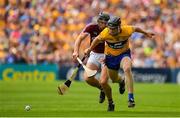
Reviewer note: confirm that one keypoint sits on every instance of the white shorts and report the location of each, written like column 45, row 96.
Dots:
column 96, row 58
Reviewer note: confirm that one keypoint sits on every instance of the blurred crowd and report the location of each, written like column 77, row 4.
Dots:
column 44, row 31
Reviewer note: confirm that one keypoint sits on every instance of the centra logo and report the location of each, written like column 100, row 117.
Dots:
column 11, row 74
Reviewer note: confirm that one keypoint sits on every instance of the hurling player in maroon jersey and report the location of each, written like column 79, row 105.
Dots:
column 92, row 30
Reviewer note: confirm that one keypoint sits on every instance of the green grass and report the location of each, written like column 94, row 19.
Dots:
column 152, row 100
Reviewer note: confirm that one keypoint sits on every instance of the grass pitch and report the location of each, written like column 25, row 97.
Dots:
column 152, row 100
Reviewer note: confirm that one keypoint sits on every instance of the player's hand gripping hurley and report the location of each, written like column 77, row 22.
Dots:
column 65, row 86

# Do this:
Print the listing above in full, exactly as written. Omit any pictures.

# Written answer:
Reviewer note: confirm that one keypoint sits on every instance of the white shorts and report the location of each, written like column 45, row 96.
Dots:
column 96, row 58
Reviewer note: confirm that one keypoint sits on every instance of the blurred crowd and report the location of each, written like column 77, row 4.
Dots:
column 44, row 31
Reviewer note: confirm that one keypoint sits on every instance of the centra logo and report the location of each, written like column 100, row 117.
Dots:
column 11, row 74
Reviewer note: confirm that one keypoint sits on every instance of the hurling player in maroon jersey and report the location of each, written like column 79, row 105.
Dots:
column 92, row 30
Reviewer note: confirm that one keypoint sits on every instance of the green grass and report the location of each, written like column 94, row 19.
Dots:
column 152, row 100
Reviewer note: confirm that one keypoint sits on every instance of the grass pitch and report the location of each, written like column 25, row 97.
Dots:
column 152, row 100
Reviewer note: confirm that one keypoint sits on every instance of the player's hand gripping hurley and report the location of each, written like column 77, row 22.
Dots:
column 65, row 86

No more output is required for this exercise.